→ PROBLEM STATEMENT:
Please update the items from the line containing "job: outline the white sign" down to the line containing "[[[138,118],[137,115],[133,109],[129,110],[124,113],[127,122]]]", both included, by replacing "inside_test" with "fill_rule" and leaving everything else unchanged. Give only those lines, without the pictures.

→ RECORDED DATA:
%%
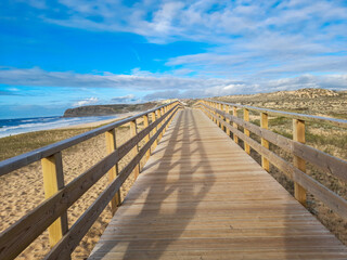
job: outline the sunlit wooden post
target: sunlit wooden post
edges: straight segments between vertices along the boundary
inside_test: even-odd
[[[150,126],[150,120],[149,120],[149,115],[143,116],[143,127],[146,129]],[[147,143],[150,142],[150,133],[144,136],[144,142]],[[151,148],[145,153],[145,160],[147,160],[151,156]]]
[[[137,126],[137,120],[133,120],[133,121],[130,121],[130,136],[133,138],[136,135],[138,135],[138,126]],[[137,145],[131,151],[132,157],[137,156],[138,153],[139,153],[139,143],[137,143]],[[133,169],[134,180],[138,179],[139,173],[140,173],[140,164],[138,164]]]
[[[266,114],[266,113],[261,113],[260,114],[260,127],[264,128],[264,129],[268,129],[269,128],[268,114]],[[266,147],[266,148],[269,148],[268,140],[261,138],[261,145],[264,147]],[[270,170],[269,160],[266,157],[264,157],[262,155],[261,155],[261,166],[266,171]]]
[[[155,114],[155,112],[152,112],[151,113],[151,119],[152,119],[152,122],[155,122],[156,121],[156,114]],[[157,130],[158,130],[158,127],[156,126],[155,128],[153,128],[153,130],[152,130],[152,136],[157,132]],[[154,148],[155,148],[155,146],[157,145],[158,143],[157,143],[157,140],[155,140],[155,142],[153,143],[153,151],[154,151]],[[151,147],[152,148],[152,147]],[[151,152],[152,153],[152,152]]]
[[[228,116],[229,116],[229,114],[230,114],[230,106],[229,105],[226,105],[224,106],[224,112],[228,114]],[[227,121],[227,123],[228,123],[228,126],[230,125],[230,119],[229,118],[226,118],[226,121]],[[226,128],[226,131],[227,131],[227,134],[230,136],[230,130],[229,130],[229,128]]]
[[[163,108],[159,108],[159,109],[158,109],[158,113],[159,113],[159,118],[162,118],[163,115],[164,115],[164,114],[163,114]],[[164,123],[164,120],[160,121],[160,127],[163,126],[163,123]],[[162,138],[163,138],[163,131],[159,133],[158,141],[160,141]]]
[[[305,121],[293,119],[293,140],[305,143]],[[306,172],[306,162],[298,156],[294,155],[294,166]],[[306,206],[306,191],[298,183],[294,182],[294,197],[304,206]]]
[[[220,109],[219,110],[224,112],[224,105],[223,104],[220,104]],[[226,117],[220,115],[220,120],[221,121],[226,121]],[[221,130],[226,131],[226,128],[221,125],[221,122],[220,122],[220,128],[221,128]]]
[[[237,117],[237,107],[236,107],[236,106],[233,106],[233,107],[232,107],[232,115],[233,115],[234,117]],[[232,126],[233,126],[233,128],[237,129],[237,123],[236,123],[236,122],[233,122]],[[235,142],[235,143],[239,143],[239,138],[237,138],[237,135],[236,135],[236,134],[233,134],[233,138],[234,138],[234,142]]]
[[[105,132],[105,139],[106,139],[106,151],[107,154],[112,154],[115,152],[117,147],[116,143],[116,129],[112,129],[110,131]],[[108,182],[113,182],[116,177],[118,176],[118,164],[116,164],[114,167],[112,167],[108,171]],[[115,214],[117,211],[117,207],[120,206],[120,192],[118,191],[115,196],[111,199],[111,211],[112,214]]]
[[[41,166],[44,198],[50,198],[57,193],[59,190],[64,187],[62,153],[57,152],[47,158],[42,158]],[[50,246],[53,247],[67,230],[67,212],[65,211],[61,218],[56,219],[53,224],[48,227]]]
[[[217,103],[215,103],[215,109],[217,109],[218,108],[218,104]],[[215,114],[215,122],[217,123],[217,126],[218,126],[218,117],[217,117],[217,112],[216,110],[214,110],[214,114]]]
[[[247,108],[244,108],[243,109],[243,119],[245,120],[245,121],[249,121],[249,110],[247,109]],[[244,132],[244,134],[246,134],[247,136],[249,136],[249,130],[248,129],[246,129],[246,128],[243,128],[243,132]],[[246,143],[246,141],[244,141],[244,148],[245,148],[245,152],[247,153],[247,154],[250,154],[250,147],[249,147],[249,144],[247,144]]]

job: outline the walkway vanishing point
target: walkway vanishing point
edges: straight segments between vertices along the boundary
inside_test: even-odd
[[[179,110],[89,259],[347,259],[202,110]]]

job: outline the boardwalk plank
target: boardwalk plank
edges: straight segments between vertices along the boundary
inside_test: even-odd
[[[346,259],[202,112],[176,116],[89,259]]]

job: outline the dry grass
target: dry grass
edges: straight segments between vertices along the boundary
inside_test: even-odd
[[[7,159],[77,135],[91,129],[93,128],[49,130],[3,138],[0,139],[0,156],[1,159]],[[141,119],[138,120],[138,129],[139,131],[143,129],[143,122]],[[125,125],[116,129],[117,145],[121,145],[128,141],[129,138],[129,125]],[[143,144],[144,141],[141,141],[139,145],[140,148]],[[104,134],[100,134],[63,151],[65,183],[74,180],[105,156],[106,148]],[[119,170],[121,170],[131,160],[131,158],[132,156],[130,153],[127,154],[118,164]],[[142,160],[140,165],[143,166],[144,162],[145,161]],[[123,184],[120,190],[123,198],[127,195],[133,181],[134,177],[133,174],[130,174]],[[107,183],[107,174],[105,174],[68,209],[69,226],[72,226],[72,224],[104,191]],[[40,161],[0,177],[0,232],[9,227],[25,213],[44,200],[42,185]],[[86,259],[89,256],[99,237],[107,226],[111,218],[111,209],[107,206],[107,208],[98,218],[97,222],[88,231],[79,246],[75,249],[73,259]],[[17,259],[41,259],[49,249],[48,233],[44,232]]]
[[[318,90],[319,92],[320,90]],[[303,94],[304,93],[304,94]],[[278,110],[296,112],[304,114],[314,114],[320,116],[335,116],[337,118],[347,118],[347,94],[345,92],[327,92],[317,94],[314,90],[300,90],[297,92],[278,92],[270,94],[241,95],[241,96],[220,96],[216,100],[239,103],[243,105],[253,105]],[[237,113],[243,116],[242,109]],[[259,116],[253,114],[250,121],[259,126]],[[270,117],[269,129],[281,135],[292,139],[292,119],[285,117]],[[259,138],[250,134],[259,142]],[[322,152],[335,157],[347,159],[347,131],[346,129],[333,127],[327,123],[306,122],[306,143]],[[241,145],[243,143],[241,142]],[[293,156],[278,146],[270,144],[270,150],[286,159],[293,161]],[[260,164],[260,156],[255,151],[250,153],[252,157]],[[294,184],[283,172],[275,167],[270,167],[269,172],[279,183],[281,183],[292,195],[294,194]],[[307,164],[307,173],[313,179],[329,187],[339,196],[347,199],[347,183],[329,174],[317,167]],[[347,220],[340,218],[330,210],[322,202],[318,200],[312,194],[308,194],[307,208],[312,212],[331,232],[333,232],[345,245],[347,245]]]

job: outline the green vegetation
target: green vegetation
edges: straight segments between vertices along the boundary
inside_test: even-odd
[[[0,139],[0,160],[75,136],[93,128],[47,130]]]

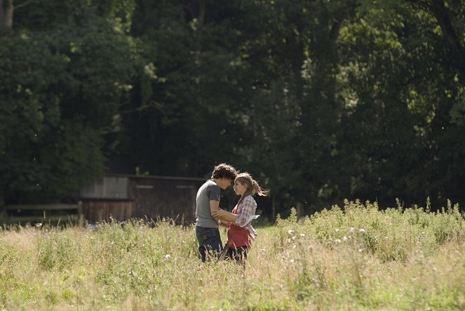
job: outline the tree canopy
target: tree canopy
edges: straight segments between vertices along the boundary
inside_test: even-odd
[[[465,3],[0,1],[1,200],[227,161],[281,206],[461,203]]]

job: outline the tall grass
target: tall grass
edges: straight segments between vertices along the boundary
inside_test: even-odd
[[[464,241],[457,206],[358,201],[259,228],[245,270],[201,263],[194,227],[169,220],[9,227],[0,308],[465,310]]]

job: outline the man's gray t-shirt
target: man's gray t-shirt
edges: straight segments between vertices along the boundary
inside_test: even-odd
[[[218,220],[212,216],[210,210],[210,201],[217,200],[220,201],[221,188],[213,180],[207,180],[197,191],[197,207],[196,215],[197,220],[196,226],[208,228],[217,228]]]

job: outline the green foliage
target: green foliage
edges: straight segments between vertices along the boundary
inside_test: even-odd
[[[463,1],[15,4],[8,201],[63,199],[116,154],[153,175],[231,162],[278,210],[464,199]]]

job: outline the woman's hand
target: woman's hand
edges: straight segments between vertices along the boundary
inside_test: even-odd
[[[229,227],[229,224],[231,222],[229,221],[224,221],[224,220],[218,220],[220,225],[225,227]]]
[[[222,220],[225,220],[224,219],[224,216],[226,216],[229,213],[224,209],[218,209],[216,211],[213,211],[212,213],[212,216],[215,217],[215,218],[220,219]]]
[[[212,216],[220,220],[236,221],[236,215],[224,209],[218,209],[212,212]]]

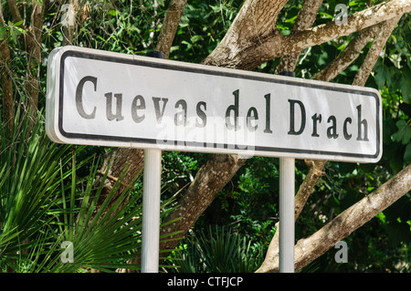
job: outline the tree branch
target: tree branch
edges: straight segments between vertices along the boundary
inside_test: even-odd
[[[0,24],[5,24],[3,17],[3,8],[0,3]],[[10,48],[8,47],[8,36],[5,33],[3,39],[0,39],[0,80],[3,92],[3,112],[5,115],[5,122],[10,133],[13,129],[14,120],[14,100],[13,100],[13,87],[12,79],[8,74],[8,66],[10,63]],[[2,120],[0,120],[0,124]]]
[[[17,5],[15,0],[7,0],[8,8],[10,9],[13,21],[17,23],[22,20],[20,11],[18,11]],[[23,26],[23,24],[21,25]]]
[[[301,31],[310,28],[315,21],[318,10],[322,4],[322,0],[306,0],[299,11],[297,19],[292,26],[292,32]],[[291,53],[281,57],[276,68],[276,74],[283,71],[294,71],[301,51]]]
[[[160,31],[157,47],[155,48],[164,54],[164,58],[168,58],[170,54],[170,48],[174,40],[181,16],[184,11],[186,3],[187,0],[172,0],[167,9],[162,30]]]
[[[333,79],[360,56],[365,45],[381,30],[381,26],[382,24],[374,25],[359,32],[338,57],[312,78],[324,81]]]
[[[272,5],[276,5],[276,3]],[[269,10],[268,7],[265,9]],[[347,18],[346,25],[338,25],[332,21],[313,28],[291,33],[286,36],[272,31],[271,35],[267,36],[263,41],[246,43],[246,45],[236,44],[237,38],[235,37],[238,37],[238,36],[230,36],[231,35],[228,34],[232,30],[241,29],[241,27],[236,27],[236,23],[233,23],[226,36],[227,39],[222,41],[205,59],[204,63],[250,70],[273,58],[300,52],[304,48],[348,36],[410,11],[411,0],[391,0],[353,14]],[[261,38],[259,39],[261,40]],[[225,55],[225,57],[221,56],[222,54]]]
[[[40,4],[39,1],[33,3],[30,26],[27,28],[26,34],[27,69],[25,88],[29,98],[29,107],[35,115],[37,114],[38,92],[40,90],[38,75],[41,63],[41,36],[43,32],[44,8],[44,5]]]
[[[353,62],[353,59],[358,57],[360,51],[370,40],[370,38],[373,37],[373,36],[376,35],[377,36],[375,37],[372,46],[372,47],[375,47],[374,49],[370,49],[368,53],[369,57],[367,55],[366,57],[366,60],[369,59],[369,61],[366,62],[366,66],[362,66],[362,68],[364,67],[365,69],[364,69],[364,72],[360,75],[364,76],[364,73],[370,74],[371,69],[374,68],[374,65],[375,64],[379,57],[379,53],[382,51],[388,36],[391,35],[394,27],[400,18],[401,16],[388,20],[383,24],[373,26],[360,32],[360,34],[358,34],[354,37],[354,39],[350,42],[347,47],[345,47],[345,49],[342,53],[340,53],[340,55],[330,64],[330,66],[328,66],[319,74],[314,75],[313,78],[321,79],[324,81],[332,80],[335,76],[344,70],[349,66],[349,64],[351,64],[351,62]],[[373,61],[374,63],[372,63]],[[360,68],[360,70],[362,69]],[[361,81],[357,80],[356,84],[353,85],[364,86],[365,81],[366,78],[362,78]],[[297,221],[297,218],[299,217],[303,206],[307,203],[307,200],[310,197],[313,187],[316,185],[318,178],[321,175],[322,169],[326,163],[325,161],[308,161],[307,162],[310,166],[309,173],[304,179],[295,197],[295,221]],[[273,272],[273,270],[275,270],[275,272],[278,271],[279,249],[279,223],[277,223],[277,231],[269,244],[266,258],[261,266],[256,271],[257,273]],[[329,248],[333,244],[330,245]],[[311,253],[309,252],[307,252],[306,254],[309,254],[308,255],[311,255]]]
[[[384,23],[381,31],[374,40],[373,45],[370,50],[368,51],[364,61],[363,62],[363,65],[361,66],[360,69],[355,75],[353,85],[357,86],[365,85],[368,76],[370,76],[374,66],[375,65],[378,57],[380,57],[380,53],[383,51],[384,47],[385,46],[386,41],[388,40],[388,37],[391,36],[391,33],[393,32],[398,21],[401,19],[402,16],[403,15],[399,15]]]

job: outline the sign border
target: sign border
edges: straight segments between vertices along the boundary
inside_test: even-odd
[[[321,159],[321,156],[332,156],[335,159],[332,161],[354,161],[355,159],[361,160],[358,162],[375,162],[377,161],[382,155],[382,147],[381,147],[381,139],[382,139],[382,122],[380,120],[380,115],[382,112],[381,109],[381,96],[379,92],[374,88],[363,88],[357,86],[350,86],[350,85],[342,85],[336,84],[331,82],[322,82],[317,80],[306,80],[300,78],[293,78],[290,77],[282,77],[276,75],[268,75],[264,73],[257,73],[257,72],[248,72],[244,70],[237,70],[231,68],[222,68],[217,67],[211,67],[206,65],[198,65],[198,64],[190,64],[190,63],[183,63],[178,61],[172,60],[163,60],[147,57],[140,57],[133,55],[125,55],[120,53],[113,52],[105,52],[101,50],[90,49],[90,48],[83,48],[78,47],[64,47],[55,49],[56,52],[50,56],[49,62],[52,63],[57,60],[58,61],[59,68],[57,69],[58,71],[58,129],[59,133],[66,139],[71,140],[94,140],[94,141],[109,141],[109,142],[120,142],[124,143],[124,147],[127,146],[128,143],[142,143],[150,147],[150,145],[156,145],[155,148],[163,149],[163,150],[173,150],[179,151],[202,151],[202,152],[216,152],[213,151],[201,151],[206,148],[205,142],[189,142],[190,146],[181,146],[178,147],[179,143],[184,143],[184,140],[168,140],[167,144],[163,145],[163,140],[159,140],[157,139],[142,139],[142,138],[133,138],[133,137],[118,137],[118,136],[110,136],[110,135],[100,135],[100,134],[87,134],[87,133],[73,133],[73,132],[66,132],[62,126],[63,120],[63,99],[64,99],[64,68],[65,68],[65,60],[68,57],[79,57],[79,58],[88,58],[88,59],[95,59],[100,61],[106,62],[114,62],[114,63],[121,63],[132,66],[142,66],[142,67],[150,67],[155,68],[164,68],[169,70],[178,70],[195,74],[207,74],[214,76],[223,76],[227,78],[244,78],[249,80],[258,80],[263,82],[270,82],[277,84],[285,84],[291,86],[299,86],[299,87],[306,87],[306,88],[320,88],[321,90],[331,90],[331,91],[339,91],[339,92],[346,92],[353,93],[357,95],[369,96],[375,99],[375,122],[376,122],[376,152],[374,154],[361,154],[361,153],[353,153],[353,152],[341,152],[341,151],[316,151],[316,150],[301,150],[301,149],[290,149],[290,148],[278,148],[278,147],[265,147],[265,146],[258,146],[255,145],[253,148],[253,155],[260,155],[260,156],[269,156],[269,157],[304,157],[307,155],[307,159],[312,158],[312,156],[317,156],[317,159]],[[60,53],[59,53],[60,52]],[[59,59],[58,59],[59,57]],[[51,67],[51,64],[48,64]],[[56,73],[57,73],[56,71]],[[47,99],[53,98],[48,95],[48,88],[53,86],[52,78],[49,79],[49,84],[47,84]],[[56,79],[54,79],[56,81]],[[51,94],[55,93],[56,89],[51,89],[53,91]],[[51,105],[55,106],[55,104]],[[55,128],[56,129],[56,128]],[[57,135],[52,135],[57,138]],[[59,140],[58,138],[57,138]],[[55,139],[53,139],[55,140]],[[159,141],[161,141],[159,143]],[[174,144],[170,145],[170,142]],[[162,144],[162,146],[159,146]],[[209,145],[209,144],[207,144]],[[177,148],[175,148],[175,146]],[[234,148],[233,148],[234,147]],[[238,148],[240,147],[240,148]],[[211,149],[218,149],[224,151],[225,153],[238,153],[237,151],[241,151],[241,154],[246,154],[248,151],[241,150],[242,145],[233,145],[233,144],[217,144],[214,143],[214,148]],[[144,147],[142,146],[142,149]],[[153,148],[152,146],[152,148]],[[237,149],[234,151],[230,149]],[[210,149],[210,148],[208,148]],[[269,152],[272,152],[273,154],[269,154]],[[341,157],[341,160],[338,158]],[[322,157],[322,160],[330,160],[326,159],[326,157]]]

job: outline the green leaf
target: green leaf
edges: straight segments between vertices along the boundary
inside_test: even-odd
[[[407,144],[411,140],[411,127],[404,120],[398,120],[395,124],[398,131],[393,134],[394,141]]]
[[[117,11],[117,10],[110,10],[108,13],[111,16],[116,16],[119,14],[119,11]]]
[[[5,38],[5,32],[7,31],[7,26],[0,27],[0,39]]]
[[[400,81],[400,89],[403,95],[403,100],[406,103],[411,103],[411,69],[406,68],[402,71]]]
[[[411,163],[411,143],[408,143],[404,153],[404,161]]]

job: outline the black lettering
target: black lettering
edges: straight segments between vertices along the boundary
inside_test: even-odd
[[[318,115],[315,113],[313,116],[311,116],[312,119],[312,134],[311,137],[319,137],[317,133],[317,121],[318,123],[321,123],[321,115]]]
[[[124,120],[124,117],[121,115],[121,106],[122,106],[122,94],[114,94],[116,99],[116,114],[112,113],[112,93],[104,94],[106,97],[106,117],[110,121],[116,120],[116,121],[120,121]]]
[[[83,108],[83,87],[84,83],[91,82],[94,85],[94,91],[97,89],[97,78],[92,76],[86,76],[79,82],[76,88],[76,108],[79,114],[85,120],[92,120],[96,117],[96,108],[90,114],[87,114]]]
[[[352,123],[352,121],[353,121],[353,120],[351,119],[351,118],[346,118],[345,119],[345,120],[344,120],[344,125],[343,125],[343,127],[342,127],[342,132],[344,133],[344,139],[345,140],[350,140],[351,139],[351,137],[352,137],[352,134],[349,134],[348,133],[348,131],[347,131],[347,123]]]
[[[251,122],[258,120],[258,112],[257,112],[256,108],[251,107],[247,112],[247,128],[249,131],[256,131],[258,125],[252,125]]]
[[[361,105],[357,106],[357,111],[358,111],[358,136],[357,140],[364,140],[368,141],[368,123],[367,120],[361,120]],[[363,127],[364,127],[364,139],[363,139]]]
[[[300,102],[299,100],[290,100],[290,99],[289,99],[289,102],[290,102],[290,131],[288,132],[288,134],[300,135],[300,134],[302,133],[302,131],[304,131],[304,129],[305,129],[305,108],[304,108],[304,104],[302,104],[302,102]],[[294,129],[294,127],[295,127],[294,104],[298,104],[300,106],[300,109],[301,111],[301,124],[300,124],[300,130],[298,131],[296,131],[295,129]]]
[[[228,106],[226,110],[226,126],[228,130],[238,130],[240,127],[238,126],[238,89],[233,92],[234,95],[234,105]],[[234,111],[234,125],[231,123],[230,115]]]
[[[337,120],[335,116],[332,115],[328,118],[327,123],[332,122],[332,125],[327,129],[327,137],[329,139],[338,138],[337,134]]]
[[[184,99],[180,99],[175,103],[175,108],[182,107],[183,110],[175,113],[174,115],[174,124],[175,126],[183,125],[185,126],[187,121],[187,102]]]
[[[197,103],[197,108],[196,108],[197,115],[201,119],[201,120],[203,120],[203,123],[199,123],[198,120],[195,120],[195,126],[199,127],[199,128],[204,128],[207,124],[207,117],[206,115],[206,112],[201,109],[201,106],[204,107],[205,110],[206,110],[206,109],[207,109],[206,102],[198,102]]]
[[[163,101],[163,109],[160,111],[160,99]],[[166,98],[153,97],[155,117],[157,118],[157,123],[162,122],[163,116],[164,115],[165,104],[168,102]]]
[[[134,120],[134,122],[139,123],[144,120],[145,114],[140,116],[137,113],[137,110],[142,109],[145,109],[145,100],[142,95],[137,95],[132,102],[132,118]]]

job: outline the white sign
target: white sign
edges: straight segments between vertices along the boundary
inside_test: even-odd
[[[77,47],[48,59],[56,142],[375,162],[374,88]]]

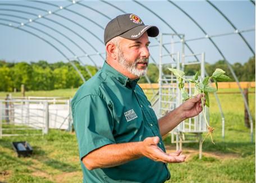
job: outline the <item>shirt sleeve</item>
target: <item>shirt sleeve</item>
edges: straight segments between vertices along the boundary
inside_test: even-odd
[[[95,149],[115,143],[113,118],[106,102],[99,96],[89,95],[81,99],[73,116],[80,159]]]

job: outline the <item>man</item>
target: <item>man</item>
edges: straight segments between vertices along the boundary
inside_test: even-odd
[[[105,29],[106,62],[72,101],[84,182],[163,182],[170,177],[167,163],[185,161],[181,151],[165,152],[162,137],[202,110],[202,96],[158,120],[137,85],[147,72],[148,36],[158,33],[134,14]]]

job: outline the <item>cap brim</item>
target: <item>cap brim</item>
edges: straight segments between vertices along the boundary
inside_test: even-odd
[[[119,36],[128,39],[136,39],[140,37],[147,31],[149,37],[156,37],[159,34],[159,30],[154,26],[140,25],[136,26]]]

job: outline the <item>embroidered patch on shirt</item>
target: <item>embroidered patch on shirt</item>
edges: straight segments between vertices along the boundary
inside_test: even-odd
[[[138,118],[137,115],[133,109],[129,110],[124,113],[127,122]]]

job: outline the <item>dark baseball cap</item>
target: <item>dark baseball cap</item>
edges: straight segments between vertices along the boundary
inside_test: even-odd
[[[147,31],[150,37],[156,37],[159,30],[155,26],[145,25],[141,19],[132,13],[121,15],[112,19],[107,25],[104,32],[104,42],[121,36],[128,39],[136,39]]]

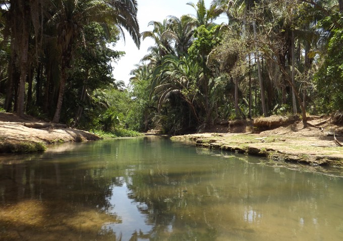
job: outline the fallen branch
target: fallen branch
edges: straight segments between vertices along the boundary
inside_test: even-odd
[[[24,126],[30,128],[34,128],[36,129],[41,129],[43,128],[66,128],[67,125],[66,124],[59,124],[53,123],[24,123]]]
[[[328,122],[328,121],[330,120],[330,119],[331,119],[331,117],[330,117],[330,118],[329,118],[328,119],[326,119],[326,120],[324,120],[323,122],[321,122],[321,123],[318,123],[318,124],[315,124],[314,126],[316,126],[316,127],[320,127],[320,126],[322,126],[322,125],[324,125],[324,124],[326,124],[327,123],[327,122]]]

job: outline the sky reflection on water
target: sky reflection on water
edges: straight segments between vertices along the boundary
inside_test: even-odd
[[[1,240],[343,240],[341,177],[156,137],[55,148],[0,159]]]

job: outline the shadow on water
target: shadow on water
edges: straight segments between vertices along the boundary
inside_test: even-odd
[[[0,159],[0,240],[343,237],[339,177],[157,137],[54,148]]]

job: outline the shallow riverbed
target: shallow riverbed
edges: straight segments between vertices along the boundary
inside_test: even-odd
[[[158,137],[0,157],[0,240],[343,240],[343,178]]]

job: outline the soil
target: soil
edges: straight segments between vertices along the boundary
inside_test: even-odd
[[[13,113],[0,113],[0,144],[3,146],[5,143],[46,145],[99,139],[100,138],[94,134],[68,128],[66,125],[49,123],[29,115],[20,117]]]
[[[334,133],[338,143],[343,143],[341,119],[341,114],[339,121],[334,116],[310,116],[310,125],[306,128],[297,118],[283,116],[222,122],[202,133],[172,139],[192,141],[209,148],[266,156],[274,163],[329,166],[343,174],[343,147],[337,145],[333,137]],[[28,115],[0,113],[0,147],[4,143],[46,145],[100,139],[84,131]]]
%%
→ EXERCISE RESULT:
job: outline the white sign
target: white sign
edges: straight segments between vertices along the boundary
fill_rule: even-odd
[[[77,47],[48,59],[56,142],[375,162],[374,88]]]

job: outline the <item>shirt sleeve</item>
target: <item>shirt sleeve</item>
edges: straight segments between vertices along the boundary
fill_rule: even-odd
[[[95,149],[115,143],[113,118],[106,102],[99,96],[89,95],[81,99],[73,116],[80,159]]]

job: outline the <item>man</item>
target: <item>man</item>
edges: straight segments between vertices along the boundary
fill_rule: even-odd
[[[105,29],[106,62],[72,101],[84,182],[163,182],[170,177],[167,163],[185,161],[181,151],[165,152],[162,137],[202,110],[202,96],[158,120],[137,85],[147,72],[148,36],[158,33],[134,14]]]

job: outline the <item>cap brim</item>
target: <item>cap brim</item>
edges: straight segments between vertices along the boundary
fill_rule: even-odd
[[[119,36],[128,39],[136,39],[140,37],[147,31],[149,37],[156,37],[159,34],[159,30],[154,26],[140,25],[136,26]]]

job: outline the <item>embroidered patch on shirt</item>
target: <item>embroidered patch on shirt</item>
edges: straight segments between vertices along the boundary
fill_rule: even-odd
[[[138,118],[137,115],[133,109],[129,110],[124,113],[127,122]]]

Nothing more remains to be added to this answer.